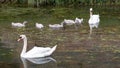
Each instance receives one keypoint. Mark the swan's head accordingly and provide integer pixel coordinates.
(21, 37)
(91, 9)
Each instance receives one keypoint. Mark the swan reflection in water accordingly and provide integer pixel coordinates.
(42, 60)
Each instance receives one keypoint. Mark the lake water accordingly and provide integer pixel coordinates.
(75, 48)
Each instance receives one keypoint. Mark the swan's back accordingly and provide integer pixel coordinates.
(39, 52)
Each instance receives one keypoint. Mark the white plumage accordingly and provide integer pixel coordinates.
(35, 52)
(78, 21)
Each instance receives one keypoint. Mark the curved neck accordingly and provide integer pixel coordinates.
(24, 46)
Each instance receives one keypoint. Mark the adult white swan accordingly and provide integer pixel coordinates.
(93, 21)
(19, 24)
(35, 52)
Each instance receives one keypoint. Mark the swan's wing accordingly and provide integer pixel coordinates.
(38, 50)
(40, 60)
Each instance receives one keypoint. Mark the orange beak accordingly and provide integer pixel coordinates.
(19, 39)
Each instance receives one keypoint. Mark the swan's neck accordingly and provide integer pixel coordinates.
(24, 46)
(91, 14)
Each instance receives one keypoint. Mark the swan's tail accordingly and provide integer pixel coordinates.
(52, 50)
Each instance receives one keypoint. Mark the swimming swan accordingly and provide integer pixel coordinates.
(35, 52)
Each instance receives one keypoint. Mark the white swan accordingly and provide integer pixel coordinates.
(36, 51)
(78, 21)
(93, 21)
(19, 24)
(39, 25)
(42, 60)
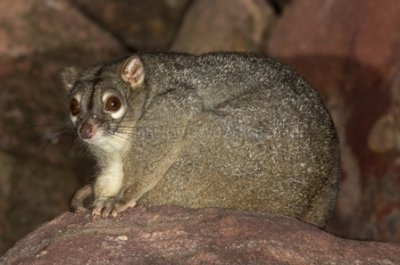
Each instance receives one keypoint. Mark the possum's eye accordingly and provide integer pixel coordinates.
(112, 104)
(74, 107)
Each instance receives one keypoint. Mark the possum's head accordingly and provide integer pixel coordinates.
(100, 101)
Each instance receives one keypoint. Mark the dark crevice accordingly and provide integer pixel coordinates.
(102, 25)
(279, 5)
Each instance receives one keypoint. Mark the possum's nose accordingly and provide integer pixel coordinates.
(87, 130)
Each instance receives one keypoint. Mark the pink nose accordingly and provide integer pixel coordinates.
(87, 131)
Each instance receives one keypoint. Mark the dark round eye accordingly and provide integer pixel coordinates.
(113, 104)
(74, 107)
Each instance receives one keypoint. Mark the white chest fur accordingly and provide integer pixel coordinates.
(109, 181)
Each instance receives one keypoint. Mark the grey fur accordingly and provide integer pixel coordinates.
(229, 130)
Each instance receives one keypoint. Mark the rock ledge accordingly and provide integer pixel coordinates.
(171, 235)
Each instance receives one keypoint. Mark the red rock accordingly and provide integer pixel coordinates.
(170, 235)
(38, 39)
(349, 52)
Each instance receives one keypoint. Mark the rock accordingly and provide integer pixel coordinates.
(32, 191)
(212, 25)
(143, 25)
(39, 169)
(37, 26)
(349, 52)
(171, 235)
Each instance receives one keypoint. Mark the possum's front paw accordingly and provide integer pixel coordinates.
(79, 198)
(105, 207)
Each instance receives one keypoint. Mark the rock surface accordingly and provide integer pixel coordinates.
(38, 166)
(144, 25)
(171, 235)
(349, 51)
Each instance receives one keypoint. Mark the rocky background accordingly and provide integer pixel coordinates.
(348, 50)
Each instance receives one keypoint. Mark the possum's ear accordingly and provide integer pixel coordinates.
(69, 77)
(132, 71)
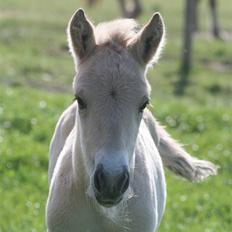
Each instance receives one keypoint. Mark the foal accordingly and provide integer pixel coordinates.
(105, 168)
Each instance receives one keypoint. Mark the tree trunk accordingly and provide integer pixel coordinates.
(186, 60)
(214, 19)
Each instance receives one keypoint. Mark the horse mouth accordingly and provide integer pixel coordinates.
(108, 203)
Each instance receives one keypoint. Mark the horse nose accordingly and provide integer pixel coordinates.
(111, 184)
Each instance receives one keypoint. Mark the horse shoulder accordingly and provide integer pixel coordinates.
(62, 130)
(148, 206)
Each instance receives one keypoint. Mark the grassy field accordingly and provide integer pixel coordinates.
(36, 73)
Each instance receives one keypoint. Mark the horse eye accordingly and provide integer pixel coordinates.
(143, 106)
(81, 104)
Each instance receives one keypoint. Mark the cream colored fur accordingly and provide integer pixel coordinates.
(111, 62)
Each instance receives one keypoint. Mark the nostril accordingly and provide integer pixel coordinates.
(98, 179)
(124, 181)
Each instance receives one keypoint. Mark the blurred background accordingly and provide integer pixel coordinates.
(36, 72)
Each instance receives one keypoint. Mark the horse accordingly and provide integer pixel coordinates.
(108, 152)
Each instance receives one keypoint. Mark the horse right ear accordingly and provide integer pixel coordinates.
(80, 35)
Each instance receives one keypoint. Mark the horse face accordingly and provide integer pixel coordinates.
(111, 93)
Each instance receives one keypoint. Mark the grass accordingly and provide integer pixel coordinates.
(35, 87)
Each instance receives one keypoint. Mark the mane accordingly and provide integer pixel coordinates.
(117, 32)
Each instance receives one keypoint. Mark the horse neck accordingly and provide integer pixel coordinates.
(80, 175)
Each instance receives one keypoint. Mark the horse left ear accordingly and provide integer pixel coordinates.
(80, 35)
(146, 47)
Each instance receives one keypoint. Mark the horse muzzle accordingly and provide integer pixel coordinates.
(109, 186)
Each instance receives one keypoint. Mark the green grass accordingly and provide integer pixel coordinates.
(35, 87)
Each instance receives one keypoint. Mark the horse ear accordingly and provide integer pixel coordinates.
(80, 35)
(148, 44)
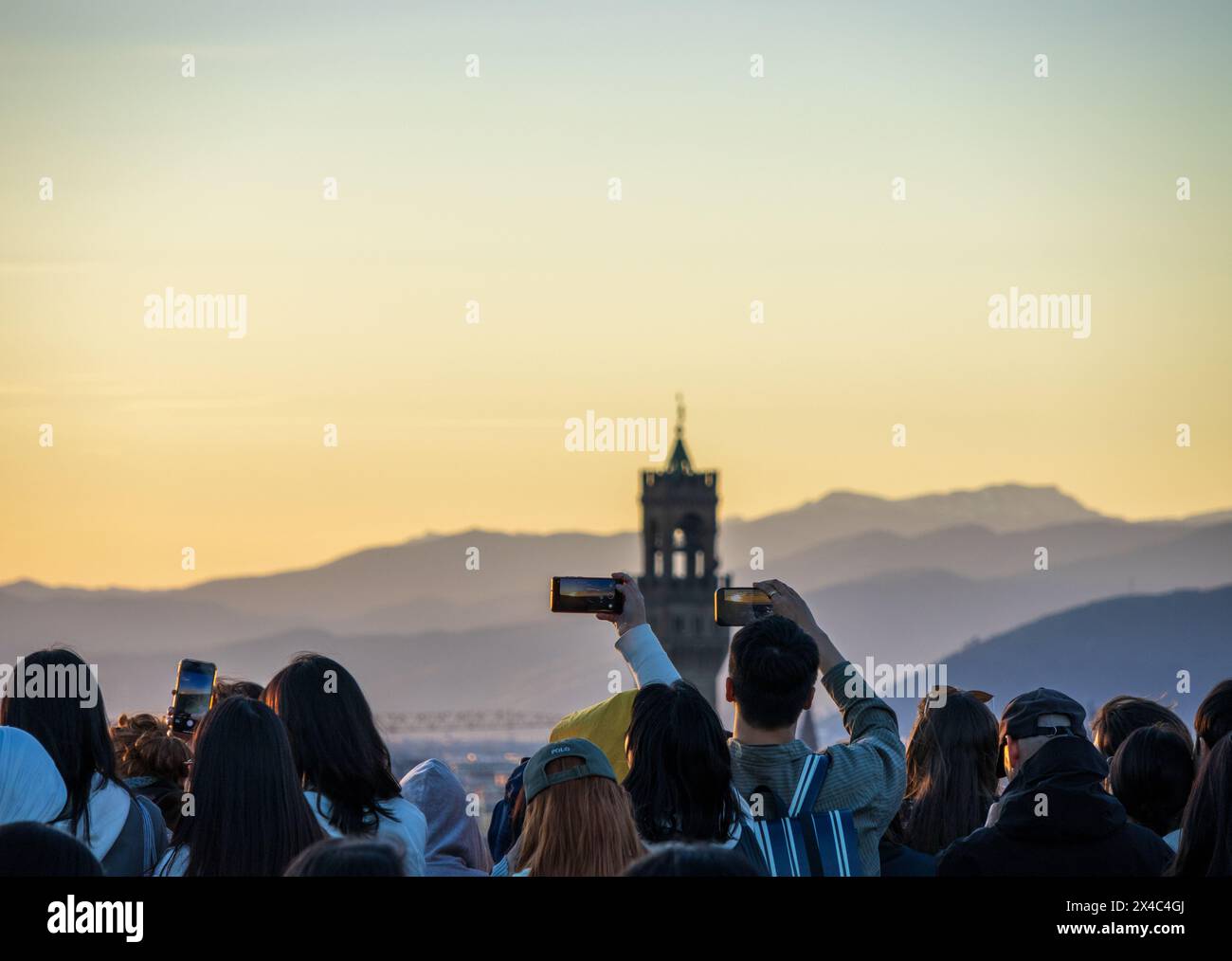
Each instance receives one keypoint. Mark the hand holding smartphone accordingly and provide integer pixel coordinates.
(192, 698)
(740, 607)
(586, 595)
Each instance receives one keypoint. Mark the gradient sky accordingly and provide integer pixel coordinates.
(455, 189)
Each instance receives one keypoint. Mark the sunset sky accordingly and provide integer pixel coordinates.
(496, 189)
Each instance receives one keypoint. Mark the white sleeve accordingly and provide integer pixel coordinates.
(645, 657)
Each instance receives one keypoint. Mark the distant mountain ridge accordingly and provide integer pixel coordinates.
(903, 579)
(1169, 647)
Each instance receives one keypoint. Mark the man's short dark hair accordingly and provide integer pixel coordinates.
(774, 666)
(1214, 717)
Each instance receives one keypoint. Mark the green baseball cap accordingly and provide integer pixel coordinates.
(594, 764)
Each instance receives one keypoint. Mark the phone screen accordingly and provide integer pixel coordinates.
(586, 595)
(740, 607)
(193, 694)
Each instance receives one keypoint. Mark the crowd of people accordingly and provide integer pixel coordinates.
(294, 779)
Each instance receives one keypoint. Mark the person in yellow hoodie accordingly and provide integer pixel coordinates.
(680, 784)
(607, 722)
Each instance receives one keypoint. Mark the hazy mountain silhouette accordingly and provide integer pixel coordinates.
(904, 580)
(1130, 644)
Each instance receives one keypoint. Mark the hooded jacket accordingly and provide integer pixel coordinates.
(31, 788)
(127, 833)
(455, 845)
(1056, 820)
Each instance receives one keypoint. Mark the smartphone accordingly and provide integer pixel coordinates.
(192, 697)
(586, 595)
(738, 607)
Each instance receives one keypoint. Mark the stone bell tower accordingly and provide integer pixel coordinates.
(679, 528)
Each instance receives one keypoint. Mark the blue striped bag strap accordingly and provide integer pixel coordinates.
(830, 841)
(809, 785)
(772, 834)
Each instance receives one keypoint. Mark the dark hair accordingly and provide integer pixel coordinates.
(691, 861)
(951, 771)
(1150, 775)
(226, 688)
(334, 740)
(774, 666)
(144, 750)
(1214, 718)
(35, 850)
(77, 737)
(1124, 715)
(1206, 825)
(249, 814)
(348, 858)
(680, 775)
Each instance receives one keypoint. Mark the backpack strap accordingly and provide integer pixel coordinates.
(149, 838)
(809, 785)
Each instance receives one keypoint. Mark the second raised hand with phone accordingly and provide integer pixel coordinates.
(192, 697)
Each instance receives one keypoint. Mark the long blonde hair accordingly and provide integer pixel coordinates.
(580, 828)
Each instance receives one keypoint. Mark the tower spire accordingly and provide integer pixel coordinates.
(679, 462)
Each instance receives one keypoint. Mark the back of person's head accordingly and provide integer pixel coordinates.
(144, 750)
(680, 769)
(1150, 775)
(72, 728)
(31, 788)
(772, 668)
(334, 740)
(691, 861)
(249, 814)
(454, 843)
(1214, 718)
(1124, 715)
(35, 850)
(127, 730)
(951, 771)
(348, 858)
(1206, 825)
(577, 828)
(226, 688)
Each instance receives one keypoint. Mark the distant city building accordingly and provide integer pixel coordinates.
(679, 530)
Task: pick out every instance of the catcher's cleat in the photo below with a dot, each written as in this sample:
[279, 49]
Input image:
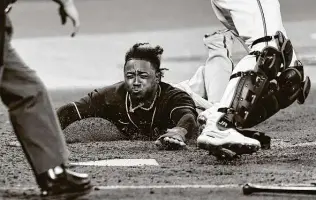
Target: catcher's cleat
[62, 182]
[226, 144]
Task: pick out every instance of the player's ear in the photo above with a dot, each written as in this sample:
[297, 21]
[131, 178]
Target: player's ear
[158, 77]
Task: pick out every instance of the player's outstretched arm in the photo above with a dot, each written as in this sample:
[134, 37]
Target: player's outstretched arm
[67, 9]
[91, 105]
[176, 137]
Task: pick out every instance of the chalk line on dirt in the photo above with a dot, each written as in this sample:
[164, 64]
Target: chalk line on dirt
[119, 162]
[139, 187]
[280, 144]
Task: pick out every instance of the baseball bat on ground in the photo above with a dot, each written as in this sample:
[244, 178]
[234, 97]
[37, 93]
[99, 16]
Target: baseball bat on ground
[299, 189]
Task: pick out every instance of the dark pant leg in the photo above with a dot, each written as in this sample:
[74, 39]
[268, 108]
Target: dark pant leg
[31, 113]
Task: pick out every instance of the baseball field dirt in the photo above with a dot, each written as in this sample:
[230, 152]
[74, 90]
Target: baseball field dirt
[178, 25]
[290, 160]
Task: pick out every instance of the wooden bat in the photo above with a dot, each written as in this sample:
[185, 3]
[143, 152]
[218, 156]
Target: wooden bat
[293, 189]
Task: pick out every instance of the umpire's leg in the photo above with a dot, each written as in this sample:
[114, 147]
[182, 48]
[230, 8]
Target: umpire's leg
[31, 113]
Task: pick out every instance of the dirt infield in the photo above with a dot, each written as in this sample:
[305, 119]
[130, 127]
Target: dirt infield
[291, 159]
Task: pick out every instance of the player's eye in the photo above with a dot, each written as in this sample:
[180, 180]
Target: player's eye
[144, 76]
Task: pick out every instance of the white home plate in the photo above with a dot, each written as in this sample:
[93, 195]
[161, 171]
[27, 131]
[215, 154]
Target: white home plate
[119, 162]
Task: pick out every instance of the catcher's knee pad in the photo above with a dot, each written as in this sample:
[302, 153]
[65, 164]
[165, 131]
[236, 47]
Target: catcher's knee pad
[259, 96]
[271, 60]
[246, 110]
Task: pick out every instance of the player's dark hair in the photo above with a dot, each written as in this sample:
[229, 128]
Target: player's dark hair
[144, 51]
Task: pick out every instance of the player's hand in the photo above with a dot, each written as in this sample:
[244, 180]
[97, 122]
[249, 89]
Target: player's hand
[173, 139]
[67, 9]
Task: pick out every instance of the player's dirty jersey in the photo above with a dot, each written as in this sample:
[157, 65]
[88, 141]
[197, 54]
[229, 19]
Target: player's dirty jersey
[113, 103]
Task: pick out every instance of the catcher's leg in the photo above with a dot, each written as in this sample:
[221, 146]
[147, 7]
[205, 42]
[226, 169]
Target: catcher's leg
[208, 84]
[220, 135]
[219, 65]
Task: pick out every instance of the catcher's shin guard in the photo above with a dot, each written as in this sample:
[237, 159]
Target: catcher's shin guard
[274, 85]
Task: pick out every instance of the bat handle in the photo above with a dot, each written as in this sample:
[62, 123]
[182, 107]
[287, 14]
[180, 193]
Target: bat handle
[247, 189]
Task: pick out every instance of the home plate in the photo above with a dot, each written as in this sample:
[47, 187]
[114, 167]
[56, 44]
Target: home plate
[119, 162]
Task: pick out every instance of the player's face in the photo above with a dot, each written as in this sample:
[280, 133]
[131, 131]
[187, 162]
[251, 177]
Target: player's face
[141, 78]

· · · · · · ·

Within the data above, the span starting at the line containing "Target: umpire's leg" and ending at the line containing "Task: pick out every instance of the catcher's knee" is to be retyped exactly, with no other lines.

Target: umpire's leg
[31, 113]
Task: pick out every instance of the dirt infield in the photo above with a dot, each written as in this sample:
[305, 119]
[130, 127]
Target: dirt infield
[291, 159]
Task: pick out every instance of the player's eye in the photo above with a dot, each written as in this sample:
[180, 180]
Target: player's eye
[144, 76]
Task: pick out every instance of the white home plate in the photo above with a dot, each written as in this sample:
[93, 195]
[161, 171]
[27, 131]
[215, 154]
Target: white home plate
[119, 162]
Task: pick out every instance of the catcher's knee pad in the photo above with a dot, each written as in this sample:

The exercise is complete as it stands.